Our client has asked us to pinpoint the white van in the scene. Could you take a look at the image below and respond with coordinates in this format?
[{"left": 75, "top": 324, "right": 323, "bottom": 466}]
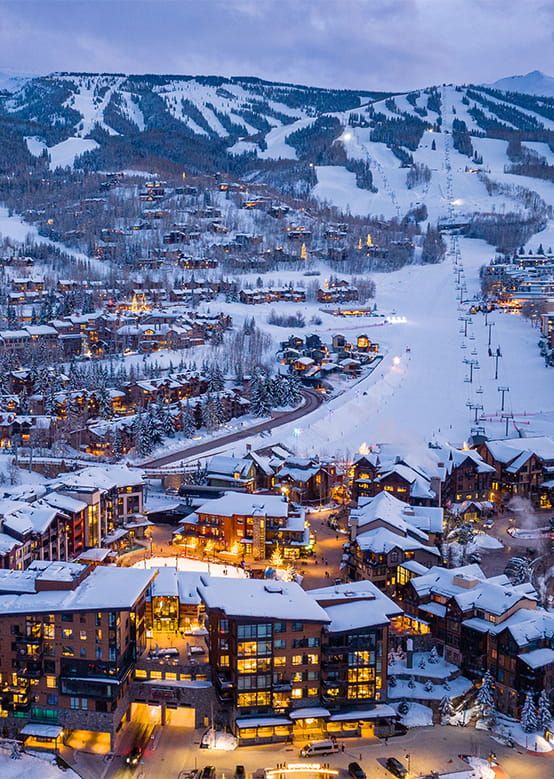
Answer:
[{"left": 300, "top": 739, "right": 340, "bottom": 757}]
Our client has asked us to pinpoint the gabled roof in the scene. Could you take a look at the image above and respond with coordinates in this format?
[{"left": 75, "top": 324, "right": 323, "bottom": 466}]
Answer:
[
  {"left": 356, "top": 527, "right": 440, "bottom": 557},
  {"left": 350, "top": 491, "right": 444, "bottom": 541}
]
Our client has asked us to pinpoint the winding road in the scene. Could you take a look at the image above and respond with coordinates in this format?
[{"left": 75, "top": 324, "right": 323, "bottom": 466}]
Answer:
[{"left": 141, "top": 389, "right": 324, "bottom": 470}]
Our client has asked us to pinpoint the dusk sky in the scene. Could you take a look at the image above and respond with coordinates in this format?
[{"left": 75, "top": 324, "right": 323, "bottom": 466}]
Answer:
[{"left": 0, "top": 0, "right": 554, "bottom": 90}]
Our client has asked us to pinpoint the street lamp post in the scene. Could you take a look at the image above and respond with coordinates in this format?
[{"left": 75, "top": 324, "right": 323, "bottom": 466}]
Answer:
[{"left": 498, "top": 387, "right": 510, "bottom": 411}]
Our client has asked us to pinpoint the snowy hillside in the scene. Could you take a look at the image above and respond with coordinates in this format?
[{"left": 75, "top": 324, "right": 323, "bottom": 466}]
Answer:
[
  {"left": 3, "top": 73, "right": 379, "bottom": 143},
  {"left": 492, "top": 70, "right": 554, "bottom": 97}
]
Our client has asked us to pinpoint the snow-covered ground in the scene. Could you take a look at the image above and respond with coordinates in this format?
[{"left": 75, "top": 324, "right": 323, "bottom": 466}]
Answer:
[
  {"left": 0, "top": 742, "right": 77, "bottom": 779},
  {"left": 395, "top": 703, "right": 433, "bottom": 728},
  {"left": 133, "top": 555, "right": 246, "bottom": 579}
]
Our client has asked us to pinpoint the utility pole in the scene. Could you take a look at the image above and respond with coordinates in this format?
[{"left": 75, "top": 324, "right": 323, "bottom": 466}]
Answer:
[
  {"left": 498, "top": 387, "right": 510, "bottom": 411},
  {"left": 473, "top": 403, "right": 483, "bottom": 424},
  {"left": 494, "top": 346, "right": 502, "bottom": 381}
]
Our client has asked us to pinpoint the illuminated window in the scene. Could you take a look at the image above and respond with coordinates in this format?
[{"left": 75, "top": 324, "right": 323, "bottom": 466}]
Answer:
[{"left": 237, "top": 692, "right": 271, "bottom": 707}]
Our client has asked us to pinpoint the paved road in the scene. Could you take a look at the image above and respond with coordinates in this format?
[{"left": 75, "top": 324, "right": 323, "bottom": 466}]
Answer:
[
  {"left": 141, "top": 390, "right": 324, "bottom": 468},
  {"left": 103, "top": 725, "right": 553, "bottom": 779}
]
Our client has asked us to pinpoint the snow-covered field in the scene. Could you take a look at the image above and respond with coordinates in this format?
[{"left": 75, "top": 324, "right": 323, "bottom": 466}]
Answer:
[
  {"left": 0, "top": 742, "right": 77, "bottom": 779},
  {"left": 133, "top": 556, "right": 246, "bottom": 579}
]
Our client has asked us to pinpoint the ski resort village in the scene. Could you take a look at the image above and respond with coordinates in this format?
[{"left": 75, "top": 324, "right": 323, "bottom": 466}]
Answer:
[{"left": 0, "top": 16, "right": 554, "bottom": 779}]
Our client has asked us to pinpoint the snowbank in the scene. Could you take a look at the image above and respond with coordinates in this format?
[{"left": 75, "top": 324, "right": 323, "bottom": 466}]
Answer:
[{"left": 0, "top": 742, "right": 78, "bottom": 779}]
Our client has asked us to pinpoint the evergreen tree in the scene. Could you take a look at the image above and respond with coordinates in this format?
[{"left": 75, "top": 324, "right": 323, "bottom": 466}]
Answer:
[
  {"left": 214, "top": 393, "right": 227, "bottom": 427},
  {"left": 96, "top": 386, "right": 113, "bottom": 419},
  {"left": 537, "top": 690, "right": 552, "bottom": 730},
  {"left": 44, "top": 385, "right": 58, "bottom": 416},
  {"left": 250, "top": 373, "right": 271, "bottom": 417},
  {"left": 208, "top": 365, "right": 225, "bottom": 392},
  {"left": 475, "top": 671, "right": 495, "bottom": 715},
  {"left": 181, "top": 398, "right": 196, "bottom": 438},
  {"left": 439, "top": 695, "right": 454, "bottom": 725},
  {"left": 288, "top": 373, "right": 302, "bottom": 406},
  {"left": 504, "top": 557, "right": 531, "bottom": 585},
  {"left": 521, "top": 692, "right": 539, "bottom": 733},
  {"left": 202, "top": 395, "right": 218, "bottom": 431},
  {"left": 111, "top": 425, "right": 123, "bottom": 460}
]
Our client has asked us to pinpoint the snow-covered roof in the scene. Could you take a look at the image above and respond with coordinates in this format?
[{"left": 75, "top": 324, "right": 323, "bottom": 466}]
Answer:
[
  {"left": 289, "top": 706, "right": 331, "bottom": 720},
  {"left": 331, "top": 703, "right": 397, "bottom": 722},
  {"left": 350, "top": 490, "right": 444, "bottom": 540},
  {"left": 486, "top": 436, "right": 554, "bottom": 463},
  {"left": 356, "top": 527, "right": 440, "bottom": 557},
  {"left": 44, "top": 492, "right": 87, "bottom": 514},
  {"left": 308, "top": 580, "right": 402, "bottom": 633},
  {"left": 518, "top": 647, "right": 554, "bottom": 668},
  {"left": 199, "top": 576, "right": 329, "bottom": 623},
  {"left": 0, "top": 561, "right": 155, "bottom": 614},
  {"left": 60, "top": 465, "right": 144, "bottom": 490},
  {"left": 197, "top": 492, "right": 289, "bottom": 517},
  {"left": 208, "top": 454, "right": 252, "bottom": 479}
]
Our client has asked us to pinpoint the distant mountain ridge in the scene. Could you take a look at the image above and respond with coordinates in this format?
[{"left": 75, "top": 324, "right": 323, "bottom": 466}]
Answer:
[
  {"left": 491, "top": 70, "right": 554, "bottom": 97},
  {"left": 0, "top": 71, "right": 554, "bottom": 195}
]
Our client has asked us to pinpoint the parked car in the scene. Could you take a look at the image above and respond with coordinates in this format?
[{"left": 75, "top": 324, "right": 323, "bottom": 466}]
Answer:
[
  {"left": 300, "top": 739, "right": 340, "bottom": 757},
  {"left": 385, "top": 757, "right": 408, "bottom": 779},
  {"left": 348, "top": 763, "right": 366, "bottom": 779},
  {"left": 125, "top": 744, "right": 144, "bottom": 768}
]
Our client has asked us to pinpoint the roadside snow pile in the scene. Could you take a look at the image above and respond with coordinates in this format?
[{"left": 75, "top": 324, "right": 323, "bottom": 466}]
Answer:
[
  {"left": 201, "top": 728, "right": 238, "bottom": 752},
  {"left": 394, "top": 703, "right": 433, "bottom": 728},
  {"left": 440, "top": 757, "right": 496, "bottom": 779},
  {"left": 0, "top": 742, "right": 78, "bottom": 779}
]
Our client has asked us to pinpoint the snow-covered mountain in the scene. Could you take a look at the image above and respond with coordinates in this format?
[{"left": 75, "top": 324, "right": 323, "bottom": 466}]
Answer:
[
  {"left": 0, "top": 69, "right": 34, "bottom": 92},
  {"left": 0, "top": 73, "right": 554, "bottom": 232},
  {"left": 492, "top": 70, "right": 554, "bottom": 97},
  {"left": 2, "top": 73, "right": 383, "bottom": 145}
]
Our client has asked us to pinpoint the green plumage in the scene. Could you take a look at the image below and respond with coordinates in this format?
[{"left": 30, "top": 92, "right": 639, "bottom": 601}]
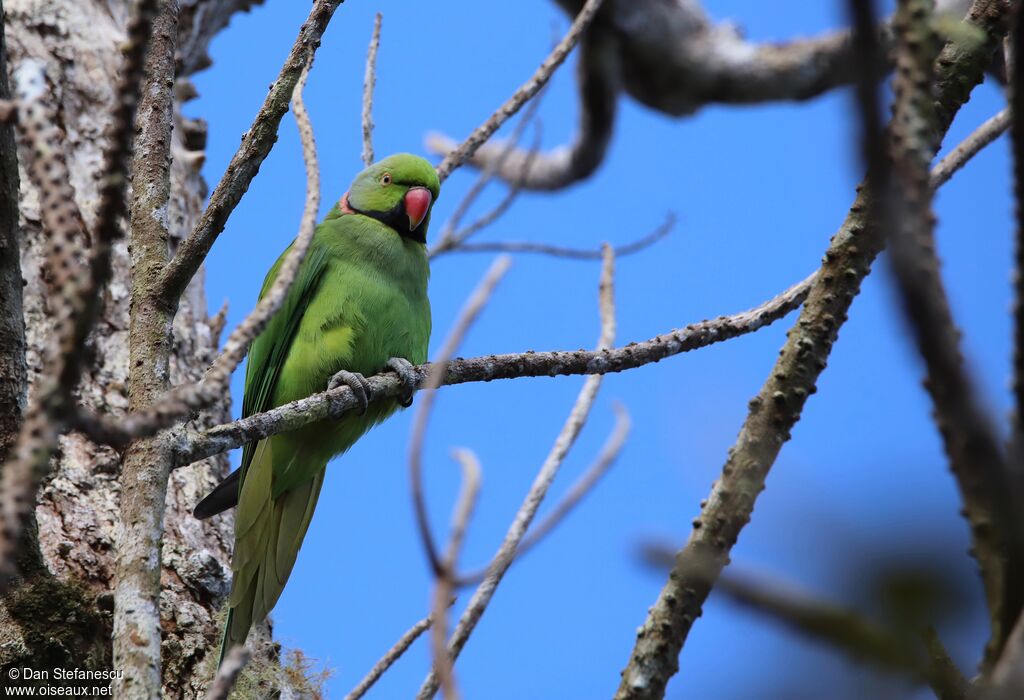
********
- **What you need to do**
Count the lines in the entries above that contain the string "below", with case counting. Reply with only the number.

- **Expected answer**
2